[MATERIAL FOR THIS EXERCISE — start]
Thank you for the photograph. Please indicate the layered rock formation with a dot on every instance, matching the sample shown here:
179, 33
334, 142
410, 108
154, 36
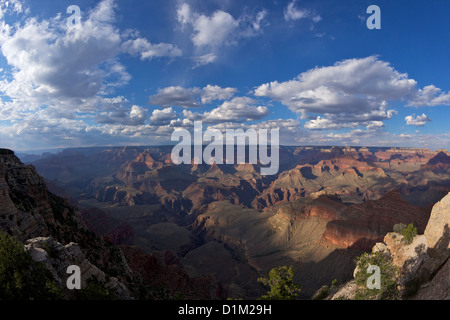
[MATERIAL FOR THIS EXERCISE — finish]
* [TASK DIRECTIONS] Return all records exactly; no pictures.

* [RESULT BELOW]
Thank you for the photograph. Please indicate the layered rock formation with a dot on every instance, matching the sample shown here:
179, 33
334, 142
410, 108
154, 36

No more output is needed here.